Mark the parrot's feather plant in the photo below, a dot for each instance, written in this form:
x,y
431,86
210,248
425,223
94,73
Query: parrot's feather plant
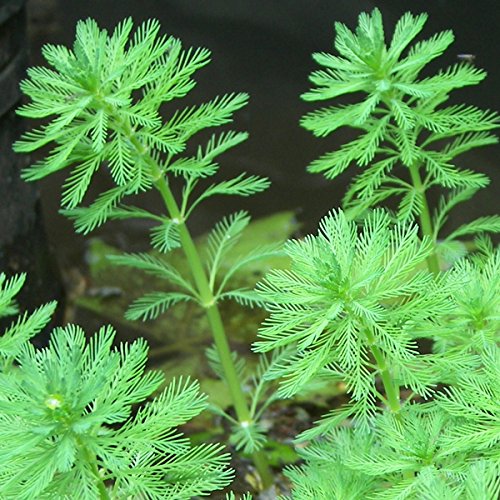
x,y
70,421
357,306
401,121
359,297
102,101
· · · · ·
- **EXERCISE OBJECTIVE**: The listing is to be repeated word for word, with all pictures omitted.

- **ANSWER**:
Mark the parrot's feather plant in the photo below, a dot for each instance, written in this form:
x,y
431,86
210,248
425,223
94,73
Query: parrot's feather plant
x,y
70,421
357,306
401,121
359,297
102,101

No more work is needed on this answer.